WORK INSTRUCTION A =>
Translate this sentence from the excerpt on Southeast Asian governance and labor into Spanish: "In Vietnam, the Communist Party has outlawed independent labor unions, a policy the Biden administration’s Department of Labor recently criticized."
WORK INSTRUCTION B =>
According to the excerpt on Southeast Asian governance and labor, which Vietnamese official was forced to resign in January?
WORK INSTRUCTION C =>
Pick up the excerpt on Southeast Asian governance and labor after its final sentence and write one further paragraph.

DOCUMENT EXTRACT =>
-*-

In Vietnam, which is in the midst of an anti-corruption campaign, President Nguyen Xuan Phuc was forced to resign in January, becoming the highest-profile figure to be caught up in the crackdown that felled two deputy prime ministers several weeks earlier. As with Chinese President Xi Jinping’s long-running anti-graft campaign, analysts have expressed concerns that Vietnam’s crackdown has been manipulated by powerful party figures to dispose of political opponents, something that would likely deter foreign investors.

Legal protections for workers in the manufacturing and commodities sectors are weak across Southeast Asia, and while working conditions may not have fallen to the depths of the forced labor occurring in Xinjiang, poor standards are widespread. In Indonesia’s booming palm oil sector, activist groups have documented exposure to hazardous chemicals, payments below the minimum wage, and the repression of labor unions. In Vietnam, the Communist Party has outlawed independent labor unions, a policy the Biden administration’s Department of Labor recently criticized. A lack of adequate protections led to hundreds of thousands of Vietnamese workers being confined to their factories for months on end as part of COVID-19 control efforts.

-*-

EXCERPTED DATA =>

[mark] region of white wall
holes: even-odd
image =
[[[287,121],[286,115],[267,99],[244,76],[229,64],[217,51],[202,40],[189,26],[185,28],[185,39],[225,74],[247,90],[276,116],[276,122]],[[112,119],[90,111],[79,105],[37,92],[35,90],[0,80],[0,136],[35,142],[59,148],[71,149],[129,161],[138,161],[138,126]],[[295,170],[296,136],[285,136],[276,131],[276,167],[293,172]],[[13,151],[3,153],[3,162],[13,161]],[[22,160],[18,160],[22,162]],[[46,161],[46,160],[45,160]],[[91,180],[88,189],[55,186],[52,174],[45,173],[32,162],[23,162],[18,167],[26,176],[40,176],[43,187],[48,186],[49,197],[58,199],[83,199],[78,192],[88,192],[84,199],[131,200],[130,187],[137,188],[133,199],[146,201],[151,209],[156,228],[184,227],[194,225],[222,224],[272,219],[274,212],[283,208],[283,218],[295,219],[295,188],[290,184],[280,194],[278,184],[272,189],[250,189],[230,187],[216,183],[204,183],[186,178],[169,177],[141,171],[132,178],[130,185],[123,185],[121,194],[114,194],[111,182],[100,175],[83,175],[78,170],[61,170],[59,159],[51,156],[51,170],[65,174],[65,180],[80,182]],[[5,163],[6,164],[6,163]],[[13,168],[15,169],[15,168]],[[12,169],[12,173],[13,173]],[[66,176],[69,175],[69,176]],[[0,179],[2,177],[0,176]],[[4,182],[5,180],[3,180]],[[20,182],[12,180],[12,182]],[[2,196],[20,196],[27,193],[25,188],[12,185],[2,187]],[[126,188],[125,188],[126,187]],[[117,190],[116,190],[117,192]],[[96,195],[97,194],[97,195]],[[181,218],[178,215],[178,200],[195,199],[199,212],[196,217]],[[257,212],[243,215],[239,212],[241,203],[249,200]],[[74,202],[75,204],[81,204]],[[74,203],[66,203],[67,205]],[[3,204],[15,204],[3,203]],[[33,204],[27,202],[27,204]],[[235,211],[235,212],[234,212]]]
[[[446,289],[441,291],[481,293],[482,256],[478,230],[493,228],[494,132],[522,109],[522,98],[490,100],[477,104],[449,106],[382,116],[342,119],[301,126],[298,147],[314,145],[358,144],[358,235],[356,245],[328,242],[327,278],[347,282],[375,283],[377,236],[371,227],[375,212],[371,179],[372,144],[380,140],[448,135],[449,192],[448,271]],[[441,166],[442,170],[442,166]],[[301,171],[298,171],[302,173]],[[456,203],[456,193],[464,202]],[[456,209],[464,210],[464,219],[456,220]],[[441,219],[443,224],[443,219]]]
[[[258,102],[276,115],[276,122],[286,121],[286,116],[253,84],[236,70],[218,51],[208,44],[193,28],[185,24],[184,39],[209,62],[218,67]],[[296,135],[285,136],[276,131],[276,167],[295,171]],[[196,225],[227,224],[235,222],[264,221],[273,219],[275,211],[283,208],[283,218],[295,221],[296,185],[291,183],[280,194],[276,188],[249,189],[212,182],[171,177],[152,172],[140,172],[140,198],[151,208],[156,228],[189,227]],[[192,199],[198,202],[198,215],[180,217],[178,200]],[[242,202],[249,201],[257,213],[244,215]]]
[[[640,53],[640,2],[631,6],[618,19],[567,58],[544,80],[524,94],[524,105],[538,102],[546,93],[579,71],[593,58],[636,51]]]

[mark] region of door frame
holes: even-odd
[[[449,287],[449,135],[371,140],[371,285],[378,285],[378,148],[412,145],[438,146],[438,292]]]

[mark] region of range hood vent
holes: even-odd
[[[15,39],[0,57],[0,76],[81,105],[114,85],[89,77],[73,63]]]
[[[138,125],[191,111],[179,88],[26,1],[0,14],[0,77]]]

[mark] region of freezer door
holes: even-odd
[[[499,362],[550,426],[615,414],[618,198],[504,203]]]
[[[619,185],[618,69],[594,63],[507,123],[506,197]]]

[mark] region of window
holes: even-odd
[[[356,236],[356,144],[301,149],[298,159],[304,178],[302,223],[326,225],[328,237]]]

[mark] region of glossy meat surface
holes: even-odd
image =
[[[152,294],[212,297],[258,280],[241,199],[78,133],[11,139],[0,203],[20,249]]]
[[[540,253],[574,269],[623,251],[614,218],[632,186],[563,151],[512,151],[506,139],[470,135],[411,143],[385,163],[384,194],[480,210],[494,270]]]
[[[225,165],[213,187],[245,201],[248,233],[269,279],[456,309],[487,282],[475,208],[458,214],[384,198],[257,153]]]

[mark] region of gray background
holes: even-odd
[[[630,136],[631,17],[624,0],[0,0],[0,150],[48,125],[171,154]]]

-*-

WRITTEN ANSWER A =>
En Vietnam, el Partido Comunista ha prohibido los sindicatos independientes, una política que el Departamento de Trabajo del gobierno de Biden criticó recientemente.

WRITTEN ANSWER B =>
President Nguyen Xuan Phuc.

WRITTEN ANSWER C =>
To make a viable foray into Southeast Asia, foreign investors must also confront entrenched local firms that dominate the market. In Thailand, three major conglomerates – Charoen Pokphand Group, TCC Group, and Central Group – exert significant control over key sectors, such as telecommunications, banking, and retail. Similarly, Indonesia is home to a triumvirate of powerful conglomerates with strong government connections: the Salim Group, Sinar Mas, and Djarum. These conglomerates often receive preferential treatment from regulators and are able to outmaneuver foreign firms that may be hindered by local content requirements and restrictions on foreign ownership. While major initiatives to attract foreign investors are underway in ASEAN’s two largest economies – the Eastern Economic Corridor special economic zone in Thailand and the passage of Indonesia’s Omnibus Law on Job Creation – fundamental challenges remain.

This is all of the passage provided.